■ **PAGE TEXT**

-------

4. Secure an insurance check-up. Call your insurance company or agent, and ask for an insurance check-up to make sure you have the appropriate amount of coverage.
5. If you plan to ride out the storm in your home, make sure it is in good repair and up to local hurricane building code standards. Have plywood, steel or aluminum panels to cover up the windows and doors. Remember, your garage door is the most vulnerable part of the home, so it must be able to withstand the winds.
6. Check on your neighbor/wingman.
7. Complete your written hurricane plan. Know where you will ride out the storm and get your supplies now.

As some locals might be aware, it doesn’t take a hurricane to cause severe flooding in Tampa.

According to the National Hurricane Center, storm surge is often the greatest threat to life and property from a hurricane along the coast. A storm surge is an abnormal rise of water generated by a storm that is above the predicted astronomical tides.

-------

■ **REQUIREMENTS**
Which part of a home do the hurricane tips call the most vulnerable? The data below comes from a separate source.

■ **DATA SHOWN**
-------

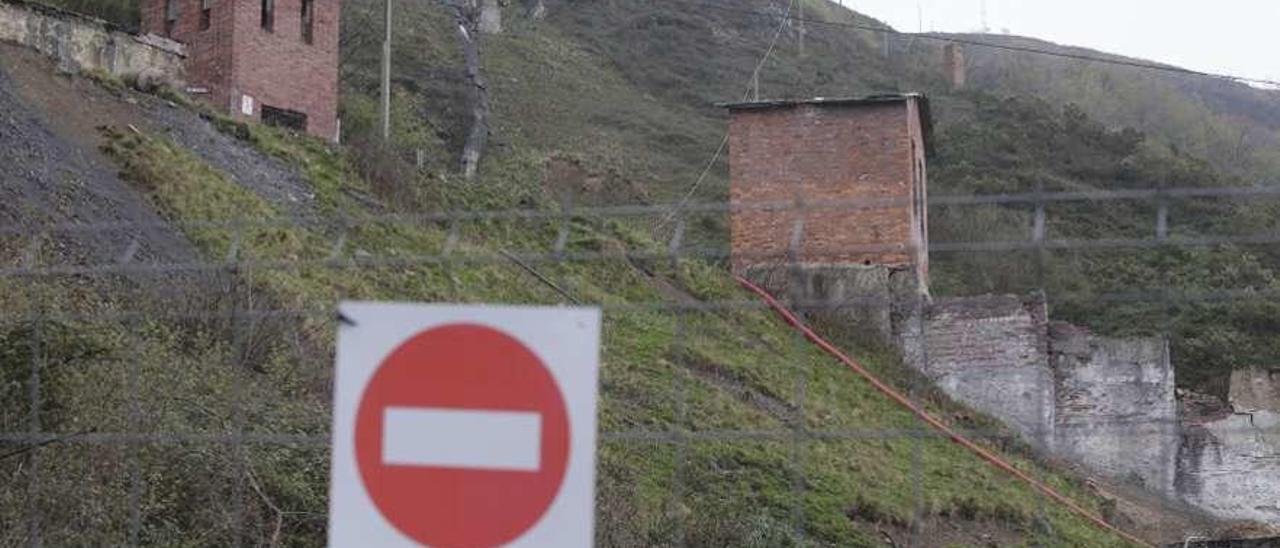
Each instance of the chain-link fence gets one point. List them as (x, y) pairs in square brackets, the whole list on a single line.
[(156, 397)]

-------

■ **OUTPUT FOR THIS TASK**
The garage door.